How many lines in the data that follows contain the word "lawn"? Only that number is needed.
====== EXCERPTED DATA
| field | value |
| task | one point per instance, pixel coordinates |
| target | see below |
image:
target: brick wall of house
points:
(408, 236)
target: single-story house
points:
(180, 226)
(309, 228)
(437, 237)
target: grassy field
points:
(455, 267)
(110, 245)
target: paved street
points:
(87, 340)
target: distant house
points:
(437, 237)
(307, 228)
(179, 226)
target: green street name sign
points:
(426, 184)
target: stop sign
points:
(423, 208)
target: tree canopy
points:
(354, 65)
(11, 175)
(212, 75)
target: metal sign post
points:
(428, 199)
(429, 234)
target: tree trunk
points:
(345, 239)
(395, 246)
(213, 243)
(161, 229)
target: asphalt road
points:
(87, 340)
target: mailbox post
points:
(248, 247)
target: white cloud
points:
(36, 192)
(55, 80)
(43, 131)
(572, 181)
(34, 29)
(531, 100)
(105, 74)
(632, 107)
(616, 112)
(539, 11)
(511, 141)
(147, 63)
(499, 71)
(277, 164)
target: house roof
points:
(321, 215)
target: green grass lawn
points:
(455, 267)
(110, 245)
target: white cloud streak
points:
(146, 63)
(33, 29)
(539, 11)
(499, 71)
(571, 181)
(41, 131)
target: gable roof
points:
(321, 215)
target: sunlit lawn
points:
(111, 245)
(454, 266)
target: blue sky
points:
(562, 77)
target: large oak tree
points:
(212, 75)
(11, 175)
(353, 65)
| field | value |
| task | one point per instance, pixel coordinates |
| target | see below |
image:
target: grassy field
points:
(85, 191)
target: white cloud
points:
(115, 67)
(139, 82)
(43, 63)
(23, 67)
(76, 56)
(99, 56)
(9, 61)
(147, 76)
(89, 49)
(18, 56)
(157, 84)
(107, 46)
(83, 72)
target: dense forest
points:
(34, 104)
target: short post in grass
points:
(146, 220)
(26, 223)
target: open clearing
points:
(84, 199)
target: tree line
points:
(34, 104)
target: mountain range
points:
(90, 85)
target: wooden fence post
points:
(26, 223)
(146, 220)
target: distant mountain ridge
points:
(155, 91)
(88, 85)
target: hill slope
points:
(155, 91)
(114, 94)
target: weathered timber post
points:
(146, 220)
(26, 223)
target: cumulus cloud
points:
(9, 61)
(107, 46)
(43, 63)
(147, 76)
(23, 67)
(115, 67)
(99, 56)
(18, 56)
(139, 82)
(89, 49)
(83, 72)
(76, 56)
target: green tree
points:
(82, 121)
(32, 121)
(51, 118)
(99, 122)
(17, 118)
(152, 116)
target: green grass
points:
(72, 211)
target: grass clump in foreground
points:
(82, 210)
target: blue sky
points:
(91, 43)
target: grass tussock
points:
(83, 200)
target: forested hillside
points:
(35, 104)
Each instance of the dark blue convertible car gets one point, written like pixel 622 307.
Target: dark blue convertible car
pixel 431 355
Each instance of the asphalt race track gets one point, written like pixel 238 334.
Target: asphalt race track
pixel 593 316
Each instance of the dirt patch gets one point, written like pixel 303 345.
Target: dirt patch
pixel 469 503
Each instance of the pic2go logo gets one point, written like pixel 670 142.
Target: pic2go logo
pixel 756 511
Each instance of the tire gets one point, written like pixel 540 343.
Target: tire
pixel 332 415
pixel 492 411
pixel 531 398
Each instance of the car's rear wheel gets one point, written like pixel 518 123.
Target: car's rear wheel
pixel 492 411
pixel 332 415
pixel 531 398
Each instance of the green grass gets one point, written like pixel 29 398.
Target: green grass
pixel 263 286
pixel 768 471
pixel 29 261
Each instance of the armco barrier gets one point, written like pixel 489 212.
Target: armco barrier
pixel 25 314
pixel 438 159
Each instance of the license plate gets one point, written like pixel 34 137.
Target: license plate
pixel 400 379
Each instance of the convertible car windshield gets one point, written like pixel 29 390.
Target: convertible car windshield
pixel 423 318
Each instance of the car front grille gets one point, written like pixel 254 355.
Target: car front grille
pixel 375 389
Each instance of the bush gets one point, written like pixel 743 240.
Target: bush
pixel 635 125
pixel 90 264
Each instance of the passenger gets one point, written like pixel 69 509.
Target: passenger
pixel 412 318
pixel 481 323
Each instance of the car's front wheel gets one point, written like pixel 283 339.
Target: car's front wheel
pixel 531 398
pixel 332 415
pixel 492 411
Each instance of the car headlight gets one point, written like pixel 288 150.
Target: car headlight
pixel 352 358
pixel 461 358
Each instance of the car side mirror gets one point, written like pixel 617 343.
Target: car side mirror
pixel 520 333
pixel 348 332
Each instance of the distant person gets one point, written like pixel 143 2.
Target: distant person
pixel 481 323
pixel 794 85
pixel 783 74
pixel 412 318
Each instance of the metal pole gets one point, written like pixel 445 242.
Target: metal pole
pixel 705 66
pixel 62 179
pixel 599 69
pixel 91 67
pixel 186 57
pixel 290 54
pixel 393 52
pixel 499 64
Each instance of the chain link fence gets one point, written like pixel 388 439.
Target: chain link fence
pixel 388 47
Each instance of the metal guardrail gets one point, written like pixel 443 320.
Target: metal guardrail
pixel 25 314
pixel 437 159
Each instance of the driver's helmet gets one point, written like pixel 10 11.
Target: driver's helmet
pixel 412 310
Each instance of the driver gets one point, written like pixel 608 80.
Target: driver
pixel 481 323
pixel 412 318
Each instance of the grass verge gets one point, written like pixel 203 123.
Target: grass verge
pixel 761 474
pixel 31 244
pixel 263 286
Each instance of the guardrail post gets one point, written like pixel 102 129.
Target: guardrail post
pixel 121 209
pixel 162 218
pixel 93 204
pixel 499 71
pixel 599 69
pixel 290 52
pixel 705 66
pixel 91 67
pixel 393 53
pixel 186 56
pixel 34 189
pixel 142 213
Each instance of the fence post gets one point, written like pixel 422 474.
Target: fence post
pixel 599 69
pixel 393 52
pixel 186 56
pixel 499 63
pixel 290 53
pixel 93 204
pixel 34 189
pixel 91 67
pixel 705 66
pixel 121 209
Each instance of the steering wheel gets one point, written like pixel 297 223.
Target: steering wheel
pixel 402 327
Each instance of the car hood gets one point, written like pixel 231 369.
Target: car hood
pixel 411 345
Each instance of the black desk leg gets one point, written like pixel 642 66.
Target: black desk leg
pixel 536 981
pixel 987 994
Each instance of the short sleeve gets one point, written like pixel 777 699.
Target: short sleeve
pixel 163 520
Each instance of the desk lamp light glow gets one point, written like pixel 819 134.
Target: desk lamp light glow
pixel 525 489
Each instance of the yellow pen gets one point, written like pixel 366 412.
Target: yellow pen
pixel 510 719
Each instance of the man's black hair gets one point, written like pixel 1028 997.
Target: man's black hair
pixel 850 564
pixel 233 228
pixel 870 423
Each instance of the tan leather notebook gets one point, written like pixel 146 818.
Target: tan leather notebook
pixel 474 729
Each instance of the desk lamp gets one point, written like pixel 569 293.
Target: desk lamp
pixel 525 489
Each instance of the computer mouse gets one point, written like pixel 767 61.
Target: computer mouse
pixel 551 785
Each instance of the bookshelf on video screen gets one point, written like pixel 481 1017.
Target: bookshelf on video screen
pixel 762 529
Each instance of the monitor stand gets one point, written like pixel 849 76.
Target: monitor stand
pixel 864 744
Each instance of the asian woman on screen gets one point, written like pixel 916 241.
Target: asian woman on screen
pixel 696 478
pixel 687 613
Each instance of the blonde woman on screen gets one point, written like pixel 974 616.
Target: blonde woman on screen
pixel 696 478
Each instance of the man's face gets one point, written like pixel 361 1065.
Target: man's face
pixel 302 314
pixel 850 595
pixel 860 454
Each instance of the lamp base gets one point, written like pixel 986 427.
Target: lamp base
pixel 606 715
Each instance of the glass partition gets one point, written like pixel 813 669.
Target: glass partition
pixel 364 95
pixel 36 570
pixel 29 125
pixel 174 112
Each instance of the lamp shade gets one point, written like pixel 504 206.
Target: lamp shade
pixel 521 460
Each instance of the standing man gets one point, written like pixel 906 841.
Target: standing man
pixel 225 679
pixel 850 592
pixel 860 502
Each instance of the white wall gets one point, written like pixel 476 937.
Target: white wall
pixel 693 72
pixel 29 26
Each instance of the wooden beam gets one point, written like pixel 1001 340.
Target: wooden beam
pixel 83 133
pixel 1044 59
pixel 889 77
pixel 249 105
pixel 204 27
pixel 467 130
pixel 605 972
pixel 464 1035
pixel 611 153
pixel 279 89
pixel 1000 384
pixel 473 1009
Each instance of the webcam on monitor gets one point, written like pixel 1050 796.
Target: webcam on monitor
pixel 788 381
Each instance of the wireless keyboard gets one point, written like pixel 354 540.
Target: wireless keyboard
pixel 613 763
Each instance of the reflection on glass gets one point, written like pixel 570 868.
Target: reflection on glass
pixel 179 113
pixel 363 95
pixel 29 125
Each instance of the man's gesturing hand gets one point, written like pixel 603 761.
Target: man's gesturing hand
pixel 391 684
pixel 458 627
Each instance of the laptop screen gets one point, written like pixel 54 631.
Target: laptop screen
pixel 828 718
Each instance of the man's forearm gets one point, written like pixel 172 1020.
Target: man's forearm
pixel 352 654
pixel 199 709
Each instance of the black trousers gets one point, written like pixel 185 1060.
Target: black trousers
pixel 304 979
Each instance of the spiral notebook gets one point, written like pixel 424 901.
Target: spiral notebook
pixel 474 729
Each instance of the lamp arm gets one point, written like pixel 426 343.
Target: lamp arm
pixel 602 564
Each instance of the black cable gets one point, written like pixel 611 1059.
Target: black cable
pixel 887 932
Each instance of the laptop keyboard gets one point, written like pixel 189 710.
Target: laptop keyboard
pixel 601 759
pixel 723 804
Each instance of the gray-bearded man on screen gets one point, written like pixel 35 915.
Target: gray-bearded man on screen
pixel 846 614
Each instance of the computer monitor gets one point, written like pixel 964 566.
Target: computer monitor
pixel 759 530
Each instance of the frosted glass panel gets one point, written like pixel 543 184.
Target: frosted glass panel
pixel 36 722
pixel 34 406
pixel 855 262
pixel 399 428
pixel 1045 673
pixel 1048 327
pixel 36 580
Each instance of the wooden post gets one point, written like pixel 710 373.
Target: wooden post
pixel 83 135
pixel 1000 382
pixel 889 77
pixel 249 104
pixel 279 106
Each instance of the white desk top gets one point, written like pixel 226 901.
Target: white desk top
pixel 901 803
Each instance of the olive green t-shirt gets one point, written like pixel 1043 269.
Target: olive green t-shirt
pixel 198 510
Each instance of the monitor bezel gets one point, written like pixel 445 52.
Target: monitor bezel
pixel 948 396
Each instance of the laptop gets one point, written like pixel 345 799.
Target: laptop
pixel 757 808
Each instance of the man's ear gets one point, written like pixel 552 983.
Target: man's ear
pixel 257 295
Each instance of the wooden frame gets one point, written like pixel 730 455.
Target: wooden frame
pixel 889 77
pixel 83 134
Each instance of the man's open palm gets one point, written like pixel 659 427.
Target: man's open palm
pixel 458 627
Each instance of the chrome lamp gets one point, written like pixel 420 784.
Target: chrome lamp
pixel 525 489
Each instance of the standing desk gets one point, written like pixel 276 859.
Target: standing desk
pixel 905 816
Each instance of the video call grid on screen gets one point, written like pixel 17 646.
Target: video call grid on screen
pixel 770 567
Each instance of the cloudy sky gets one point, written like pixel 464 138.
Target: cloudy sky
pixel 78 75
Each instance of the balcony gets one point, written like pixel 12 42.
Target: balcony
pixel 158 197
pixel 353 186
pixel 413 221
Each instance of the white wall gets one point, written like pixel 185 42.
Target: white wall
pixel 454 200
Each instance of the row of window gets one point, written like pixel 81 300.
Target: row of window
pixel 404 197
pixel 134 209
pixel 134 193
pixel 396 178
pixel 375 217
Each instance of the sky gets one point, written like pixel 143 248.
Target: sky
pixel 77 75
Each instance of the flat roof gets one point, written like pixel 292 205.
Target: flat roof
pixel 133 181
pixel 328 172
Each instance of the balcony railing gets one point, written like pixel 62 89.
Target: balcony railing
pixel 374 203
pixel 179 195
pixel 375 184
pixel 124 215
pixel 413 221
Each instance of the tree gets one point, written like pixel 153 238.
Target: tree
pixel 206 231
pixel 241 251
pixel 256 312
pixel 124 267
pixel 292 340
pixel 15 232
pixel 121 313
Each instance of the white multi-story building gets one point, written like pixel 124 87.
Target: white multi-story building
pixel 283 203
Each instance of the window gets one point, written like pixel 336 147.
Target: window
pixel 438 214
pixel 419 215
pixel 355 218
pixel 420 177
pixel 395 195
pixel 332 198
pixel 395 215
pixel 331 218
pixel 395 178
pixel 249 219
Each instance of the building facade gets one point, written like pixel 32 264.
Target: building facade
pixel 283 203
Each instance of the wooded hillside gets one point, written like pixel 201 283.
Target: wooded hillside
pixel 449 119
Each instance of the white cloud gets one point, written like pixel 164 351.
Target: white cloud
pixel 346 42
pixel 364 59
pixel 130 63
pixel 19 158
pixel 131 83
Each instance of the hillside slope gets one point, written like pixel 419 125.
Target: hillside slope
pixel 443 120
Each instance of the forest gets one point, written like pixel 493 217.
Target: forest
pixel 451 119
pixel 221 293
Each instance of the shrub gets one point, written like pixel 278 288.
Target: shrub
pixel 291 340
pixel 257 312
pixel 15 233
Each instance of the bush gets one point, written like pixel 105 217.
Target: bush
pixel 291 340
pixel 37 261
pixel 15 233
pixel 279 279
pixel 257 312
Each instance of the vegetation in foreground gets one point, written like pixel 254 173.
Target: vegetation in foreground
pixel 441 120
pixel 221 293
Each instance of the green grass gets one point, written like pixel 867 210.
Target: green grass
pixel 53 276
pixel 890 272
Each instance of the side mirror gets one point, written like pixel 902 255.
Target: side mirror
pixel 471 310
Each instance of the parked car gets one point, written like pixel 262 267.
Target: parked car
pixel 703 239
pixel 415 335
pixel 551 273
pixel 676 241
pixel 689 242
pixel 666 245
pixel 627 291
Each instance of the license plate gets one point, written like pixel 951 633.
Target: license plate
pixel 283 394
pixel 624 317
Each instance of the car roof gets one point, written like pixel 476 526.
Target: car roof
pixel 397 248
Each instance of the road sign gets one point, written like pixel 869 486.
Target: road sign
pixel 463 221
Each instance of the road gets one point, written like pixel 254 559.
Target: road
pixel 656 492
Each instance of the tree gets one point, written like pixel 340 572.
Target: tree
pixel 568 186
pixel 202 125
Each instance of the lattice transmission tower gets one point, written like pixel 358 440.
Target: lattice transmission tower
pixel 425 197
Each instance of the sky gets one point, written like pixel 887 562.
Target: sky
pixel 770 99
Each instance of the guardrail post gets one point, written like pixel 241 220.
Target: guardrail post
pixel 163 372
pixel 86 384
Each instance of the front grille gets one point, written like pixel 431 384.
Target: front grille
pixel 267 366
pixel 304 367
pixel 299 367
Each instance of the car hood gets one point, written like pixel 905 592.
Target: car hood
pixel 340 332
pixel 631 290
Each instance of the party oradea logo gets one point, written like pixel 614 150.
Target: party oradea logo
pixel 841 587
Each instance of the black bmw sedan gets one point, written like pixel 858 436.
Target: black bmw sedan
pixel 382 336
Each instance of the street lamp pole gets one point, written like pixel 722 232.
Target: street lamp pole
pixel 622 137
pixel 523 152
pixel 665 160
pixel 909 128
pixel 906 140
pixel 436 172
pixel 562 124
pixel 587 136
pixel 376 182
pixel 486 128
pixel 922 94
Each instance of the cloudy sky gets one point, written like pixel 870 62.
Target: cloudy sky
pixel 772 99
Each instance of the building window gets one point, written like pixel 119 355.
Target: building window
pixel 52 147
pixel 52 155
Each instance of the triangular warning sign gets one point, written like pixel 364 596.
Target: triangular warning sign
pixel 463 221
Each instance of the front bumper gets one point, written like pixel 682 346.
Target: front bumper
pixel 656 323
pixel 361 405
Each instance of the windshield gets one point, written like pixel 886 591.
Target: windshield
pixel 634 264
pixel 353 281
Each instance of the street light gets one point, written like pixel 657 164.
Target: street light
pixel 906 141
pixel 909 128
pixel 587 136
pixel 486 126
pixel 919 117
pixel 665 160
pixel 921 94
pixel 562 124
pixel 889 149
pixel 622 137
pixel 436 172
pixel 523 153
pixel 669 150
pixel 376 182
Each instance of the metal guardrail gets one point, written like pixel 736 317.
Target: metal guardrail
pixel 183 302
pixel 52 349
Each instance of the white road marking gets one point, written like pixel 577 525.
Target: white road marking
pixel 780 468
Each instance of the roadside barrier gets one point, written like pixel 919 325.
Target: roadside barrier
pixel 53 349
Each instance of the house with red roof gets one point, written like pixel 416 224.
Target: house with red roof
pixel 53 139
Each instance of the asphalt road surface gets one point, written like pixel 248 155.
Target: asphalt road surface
============
- ANSWER TO THIS PROBLEM:
2